Problem statement:
Retype the passage of the forum thread below from "## Origamist (24" up to and including "to discredit SOTW.", keeping every word and mark unchanged.

Source document:
=======

The Taxi driver is a 'professional driver'. His conduct falls well below that of what is expected from his profession. That driver would have done the same to any cyclist, not just Trafficdroid.
And please give up with all the stabbing nonsense.


----------



## Drago (24 Aug 2015)

In my humble experience, if you really want to annoy a twot when out on the road then the most infuriating thing you can do is completely ignore them.


----------



## Mugshot (24 Aug 2015)

Drago said:


> In my humble experience, if you really want to annoy a twot when out on the road then the most infuriating thing you can do is completely ignore them.


So if you really want to not annoy a psycho that is almost certain to stab you, you should scream and shout and gesticulate at them and honk your horn if you have one, that would be the safest course of action?


----------



## Origamist (24 Aug 2015)

Mugshot said:


> So if you really want to not annoy a psycho that is almost certain to stab you, you should scream and shout and gesticulate at them and honk your horn if you have one, that would be the safest course of action?



People are quite prepared to twist their reasoning into knots in order to discredit SOTW.


----------



## Drago (24 Aug 2015)

ianrauk said:


> The Taxi driver is a 'professional driver'. His conduct falls well below that of what is expected from his profession. That driver would have done the same to any cyclist, not just Trafficdroid.
> And please give up with all the stabbing nonsense.



Absolutely, the driver was bang out of line and I never intimated otherwise. Nevertheless, Dwoid nrpugh the situation to a head with his own behaviour. I'm not interested in right or wrong when I'm on my bike - I'm interested in completing each journey alive and uninjured. For all the talk of road safety that Dwoid peddles he clearly doesn't believe it, cos safety is about being alive and unharmed and his actions are all too often contrary to that end.

=======

Given records:
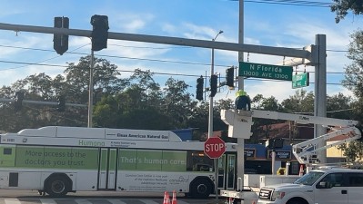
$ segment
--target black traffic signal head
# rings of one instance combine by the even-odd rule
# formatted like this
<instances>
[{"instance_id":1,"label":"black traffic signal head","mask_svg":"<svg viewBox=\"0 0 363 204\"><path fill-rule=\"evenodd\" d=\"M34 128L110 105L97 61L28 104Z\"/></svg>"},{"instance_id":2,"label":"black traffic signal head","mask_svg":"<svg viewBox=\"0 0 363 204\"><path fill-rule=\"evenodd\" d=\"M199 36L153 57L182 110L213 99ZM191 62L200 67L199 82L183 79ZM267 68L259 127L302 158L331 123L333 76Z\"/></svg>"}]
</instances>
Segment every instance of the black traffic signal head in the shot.
<instances>
[{"instance_id":1,"label":"black traffic signal head","mask_svg":"<svg viewBox=\"0 0 363 204\"><path fill-rule=\"evenodd\" d=\"M210 76L210 97L214 97L217 93L217 76L216 74Z\"/></svg>"},{"instance_id":2,"label":"black traffic signal head","mask_svg":"<svg viewBox=\"0 0 363 204\"><path fill-rule=\"evenodd\" d=\"M67 17L55 17L55 27L69 28L69 19ZM58 54L63 54L68 50L68 35L54 34L53 48Z\"/></svg>"},{"instance_id":3,"label":"black traffic signal head","mask_svg":"<svg viewBox=\"0 0 363 204\"><path fill-rule=\"evenodd\" d=\"M14 109L15 112L18 112L23 107L23 100L24 100L24 92L15 92L15 102L14 102Z\"/></svg>"},{"instance_id":4,"label":"black traffic signal head","mask_svg":"<svg viewBox=\"0 0 363 204\"><path fill-rule=\"evenodd\" d=\"M66 110L66 97L64 95L59 95L56 97L56 101L58 102L56 111L64 112Z\"/></svg>"},{"instance_id":5,"label":"black traffic signal head","mask_svg":"<svg viewBox=\"0 0 363 204\"><path fill-rule=\"evenodd\" d=\"M95 15L91 17L91 24L93 25L91 34L92 50L100 51L107 48L108 17L106 15Z\"/></svg>"},{"instance_id":6,"label":"black traffic signal head","mask_svg":"<svg viewBox=\"0 0 363 204\"><path fill-rule=\"evenodd\" d=\"M204 78L200 76L197 80L197 99L199 101L203 100L203 90L204 90Z\"/></svg>"},{"instance_id":7,"label":"black traffic signal head","mask_svg":"<svg viewBox=\"0 0 363 204\"><path fill-rule=\"evenodd\" d=\"M235 68L230 67L226 70L226 84L229 87L229 89L235 88Z\"/></svg>"}]
</instances>

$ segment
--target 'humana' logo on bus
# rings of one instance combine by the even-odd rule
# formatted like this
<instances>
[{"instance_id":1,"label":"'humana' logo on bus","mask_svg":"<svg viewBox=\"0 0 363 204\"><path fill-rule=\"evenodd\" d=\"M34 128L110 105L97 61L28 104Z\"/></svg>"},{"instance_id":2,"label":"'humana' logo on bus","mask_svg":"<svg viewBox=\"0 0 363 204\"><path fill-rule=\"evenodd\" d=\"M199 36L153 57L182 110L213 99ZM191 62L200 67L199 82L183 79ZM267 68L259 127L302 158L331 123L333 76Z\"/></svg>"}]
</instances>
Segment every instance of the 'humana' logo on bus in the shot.
<instances>
[{"instance_id":1,"label":"'humana' logo on bus","mask_svg":"<svg viewBox=\"0 0 363 204\"><path fill-rule=\"evenodd\" d=\"M105 141L78 141L79 146L105 147Z\"/></svg>"}]
</instances>

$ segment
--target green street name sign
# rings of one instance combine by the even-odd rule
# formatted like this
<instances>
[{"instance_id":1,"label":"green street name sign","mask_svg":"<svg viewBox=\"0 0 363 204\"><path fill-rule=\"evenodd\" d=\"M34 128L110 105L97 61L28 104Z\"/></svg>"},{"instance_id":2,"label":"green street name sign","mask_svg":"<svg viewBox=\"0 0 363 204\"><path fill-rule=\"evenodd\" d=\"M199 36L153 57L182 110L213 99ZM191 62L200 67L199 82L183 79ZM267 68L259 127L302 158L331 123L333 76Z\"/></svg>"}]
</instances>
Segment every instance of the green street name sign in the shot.
<instances>
[{"instance_id":1,"label":"green street name sign","mask_svg":"<svg viewBox=\"0 0 363 204\"><path fill-rule=\"evenodd\" d=\"M292 81L292 66L239 62L238 76Z\"/></svg>"},{"instance_id":2,"label":"green street name sign","mask_svg":"<svg viewBox=\"0 0 363 204\"><path fill-rule=\"evenodd\" d=\"M308 86L308 73L302 73L292 76L292 88Z\"/></svg>"}]
</instances>

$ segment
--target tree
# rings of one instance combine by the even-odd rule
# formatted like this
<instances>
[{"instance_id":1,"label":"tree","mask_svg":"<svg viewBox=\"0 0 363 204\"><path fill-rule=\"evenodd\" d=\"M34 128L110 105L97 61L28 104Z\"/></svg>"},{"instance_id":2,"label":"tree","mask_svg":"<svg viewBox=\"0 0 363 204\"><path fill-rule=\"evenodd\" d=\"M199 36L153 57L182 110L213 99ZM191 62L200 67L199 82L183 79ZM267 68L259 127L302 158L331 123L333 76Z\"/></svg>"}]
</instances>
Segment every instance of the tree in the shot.
<instances>
[{"instance_id":1,"label":"tree","mask_svg":"<svg viewBox=\"0 0 363 204\"><path fill-rule=\"evenodd\" d=\"M331 11L335 12L337 15L337 24L344 19L349 10L356 15L363 14L362 0L333 0L333 2L335 4L331 6Z\"/></svg>"}]
</instances>

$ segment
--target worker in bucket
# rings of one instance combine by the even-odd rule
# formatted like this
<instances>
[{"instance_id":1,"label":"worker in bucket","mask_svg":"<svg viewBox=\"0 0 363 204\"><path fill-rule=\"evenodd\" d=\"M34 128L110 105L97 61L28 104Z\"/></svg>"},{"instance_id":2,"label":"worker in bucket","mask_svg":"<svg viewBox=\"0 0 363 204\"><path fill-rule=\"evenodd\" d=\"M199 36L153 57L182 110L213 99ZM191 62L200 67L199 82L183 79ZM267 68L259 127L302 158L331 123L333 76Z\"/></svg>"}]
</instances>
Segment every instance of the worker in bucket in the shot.
<instances>
[{"instance_id":1,"label":"worker in bucket","mask_svg":"<svg viewBox=\"0 0 363 204\"><path fill-rule=\"evenodd\" d=\"M237 110L251 111L251 99L243 90L236 92L235 107Z\"/></svg>"}]
</instances>

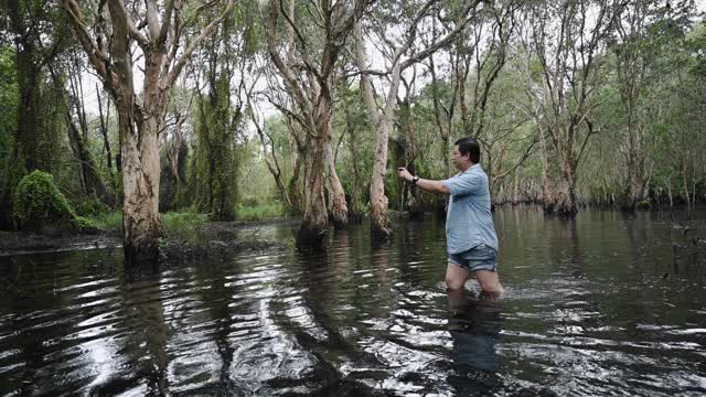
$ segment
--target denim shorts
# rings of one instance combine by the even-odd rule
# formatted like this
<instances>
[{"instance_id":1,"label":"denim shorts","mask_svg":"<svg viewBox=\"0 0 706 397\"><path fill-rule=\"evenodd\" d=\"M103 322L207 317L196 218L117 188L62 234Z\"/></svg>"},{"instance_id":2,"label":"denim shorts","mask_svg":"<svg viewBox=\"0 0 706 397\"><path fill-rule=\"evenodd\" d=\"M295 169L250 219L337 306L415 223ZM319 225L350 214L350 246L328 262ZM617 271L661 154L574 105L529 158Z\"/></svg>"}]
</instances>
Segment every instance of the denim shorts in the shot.
<instances>
[{"instance_id":1,"label":"denim shorts","mask_svg":"<svg viewBox=\"0 0 706 397\"><path fill-rule=\"evenodd\" d=\"M498 251L481 244L460 254L449 254L449 262L468 271L498 270Z\"/></svg>"}]
</instances>

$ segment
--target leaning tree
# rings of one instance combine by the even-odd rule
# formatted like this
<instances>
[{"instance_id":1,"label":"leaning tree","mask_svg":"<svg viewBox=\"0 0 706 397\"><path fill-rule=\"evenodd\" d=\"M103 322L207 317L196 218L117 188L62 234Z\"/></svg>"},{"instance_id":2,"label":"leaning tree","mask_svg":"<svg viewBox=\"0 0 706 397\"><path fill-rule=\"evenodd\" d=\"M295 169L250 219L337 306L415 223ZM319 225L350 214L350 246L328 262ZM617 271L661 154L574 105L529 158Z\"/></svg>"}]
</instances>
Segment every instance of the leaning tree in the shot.
<instances>
[{"instance_id":1,"label":"leaning tree","mask_svg":"<svg viewBox=\"0 0 706 397\"><path fill-rule=\"evenodd\" d=\"M88 62L118 111L122 165L122 226L126 265L154 261L159 219L159 141L169 89L201 42L235 7L202 24L205 10L185 0L62 0ZM82 7L83 6L83 7ZM87 11L87 12L84 12ZM88 18L86 18L88 17ZM195 36L194 30L201 31ZM185 37L190 40L184 43ZM143 74L136 76L136 71ZM141 77L142 89L136 92Z\"/></svg>"}]
</instances>

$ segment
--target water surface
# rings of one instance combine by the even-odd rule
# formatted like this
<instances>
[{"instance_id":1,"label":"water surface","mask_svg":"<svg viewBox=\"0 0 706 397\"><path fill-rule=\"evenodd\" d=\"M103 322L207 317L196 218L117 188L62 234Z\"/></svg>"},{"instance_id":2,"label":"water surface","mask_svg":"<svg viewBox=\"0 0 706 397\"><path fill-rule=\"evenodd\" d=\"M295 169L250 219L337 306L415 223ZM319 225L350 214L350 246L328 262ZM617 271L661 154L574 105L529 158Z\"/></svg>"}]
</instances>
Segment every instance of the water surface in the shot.
<instances>
[{"instance_id":1,"label":"water surface","mask_svg":"<svg viewBox=\"0 0 706 397\"><path fill-rule=\"evenodd\" d=\"M0 256L0 395L704 395L705 221L499 208L500 300L446 292L432 217L130 280L119 248Z\"/></svg>"}]
</instances>

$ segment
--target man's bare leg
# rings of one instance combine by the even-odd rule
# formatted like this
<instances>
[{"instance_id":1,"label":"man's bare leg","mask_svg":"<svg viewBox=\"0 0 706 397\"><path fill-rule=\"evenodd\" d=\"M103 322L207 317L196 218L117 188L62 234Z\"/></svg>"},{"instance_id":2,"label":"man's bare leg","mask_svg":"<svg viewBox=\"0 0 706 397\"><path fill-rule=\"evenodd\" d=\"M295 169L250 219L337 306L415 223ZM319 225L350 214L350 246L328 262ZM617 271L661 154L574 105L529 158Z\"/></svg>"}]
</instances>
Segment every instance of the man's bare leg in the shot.
<instances>
[{"instance_id":1,"label":"man's bare leg","mask_svg":"<svg viewBox=\"0 0 706 397\"><path fill-rule=\"evenodd\" d=\"M500 296L505 292L505 289L498 278L498 271L475 270L475 279L478 280L478 283L481 285L481 289L484 293Z\"/></svg>"},{"instance_id":2,"label":"man's bare leg","mask_svg":"<svg viewBox=\"0 0 706 397\"><path fill-rule=\"evenodd\" d=\"M446 288L449 290L463 289L466 280L471 276L471 272L462 267L448 262L446 266Z\"/></svg>"}]
</instances>

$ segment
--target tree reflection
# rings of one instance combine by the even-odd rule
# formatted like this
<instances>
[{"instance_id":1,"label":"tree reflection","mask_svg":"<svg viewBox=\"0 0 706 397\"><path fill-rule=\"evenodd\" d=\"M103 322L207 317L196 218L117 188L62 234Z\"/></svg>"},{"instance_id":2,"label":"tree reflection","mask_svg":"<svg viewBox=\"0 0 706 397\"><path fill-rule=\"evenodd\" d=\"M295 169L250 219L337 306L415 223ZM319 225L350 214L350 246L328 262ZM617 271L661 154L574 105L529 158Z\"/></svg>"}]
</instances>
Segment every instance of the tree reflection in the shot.
<instances>
[{"instance_id":1,"label":"tree reflection","mask_svg":"<svg viewBox=\"0 0 706 397\"><path fill-rule=\"evenodd\" d=\"M133 369L130 375L147 380L148 394L167 393L167 343L172 330L164 321L159 270L126 269L122 297L127 335L121 354L129 357L128 365Z\"/></svg>"}]
</instances>

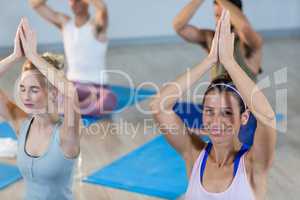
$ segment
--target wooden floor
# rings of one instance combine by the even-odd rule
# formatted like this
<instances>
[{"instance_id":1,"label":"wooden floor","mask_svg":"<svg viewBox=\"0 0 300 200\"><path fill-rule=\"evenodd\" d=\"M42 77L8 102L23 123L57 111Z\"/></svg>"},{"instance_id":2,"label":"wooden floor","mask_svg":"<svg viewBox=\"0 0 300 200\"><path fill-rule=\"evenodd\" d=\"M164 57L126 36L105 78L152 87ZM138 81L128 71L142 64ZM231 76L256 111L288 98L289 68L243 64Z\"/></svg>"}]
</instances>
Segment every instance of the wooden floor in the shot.
<instances>
[{"instance_id":1,"label":"wooden floor","mask_svg":"<svg viewBox=\"0 0 300 200\"><path fill-rule=\"evenodd\" d=\"M138 86L144 81L162 84L172 80L187 67L192 67L203 59L205 52L199 47L188 44L153 44L114 47L109 50L109 68L121 69ZM1 88L12 96L12 86L17 77L20 65L0 80ZM286 67L288 69L287 83L274 84L274 72ZM260 79L270 77L271 87L265 89L275 107L275 91L288 88L287 98L287 130L278 134L276 160L269 176L268 199L296 200L300 196L300 39L274 39L265 41L264 73ZM205 77L203 80L208 80ZM111 76L111 82L128 84L120 76ZM204 88L203 88L204 89ZM141 107L146 108L147 102ZM121 190L82 183L80 180L100 167L127 154L155 136L157 130L144 126L144 120L151 119L137 108L129 108L119 114L114 122L101 122L90 129L82 129L81 156L78 161L74 181L74 193L80 200L144 200L156 199ZM137 128L126 130L127 123ZM285 121L286 122L286 121ZM285 122L281 126L285 126ZM103 128L101 130L101 127ZM109 134L107 134L107 130ZM106 130L106 131L104 131ZM106 135L107 134L107 135ZM0 160L15 163L15 160ZM145 168L145 170L147 170ZM24 183L20 181L0 191L0 199L21 199L24 193Z\"/></svg>"}]
</instances>

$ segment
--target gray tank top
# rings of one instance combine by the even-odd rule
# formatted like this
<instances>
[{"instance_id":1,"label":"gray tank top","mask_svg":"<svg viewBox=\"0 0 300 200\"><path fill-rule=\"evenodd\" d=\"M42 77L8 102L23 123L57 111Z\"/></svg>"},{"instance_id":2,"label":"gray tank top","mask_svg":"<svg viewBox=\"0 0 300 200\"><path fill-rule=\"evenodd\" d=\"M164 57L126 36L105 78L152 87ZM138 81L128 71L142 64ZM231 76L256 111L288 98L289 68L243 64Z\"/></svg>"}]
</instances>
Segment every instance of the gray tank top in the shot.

=======

Full response:
## Origamist (24 Aug 2015)

Mugshot said:


> So if you really want to not annoy a psycho that is almost certain to stab you, you should scream and shout and gesticulate at them and honk your horn if you have one, that would be the safest course of action?



People are quite prepared to twist their reasoning into knots in order to discredit SOTW.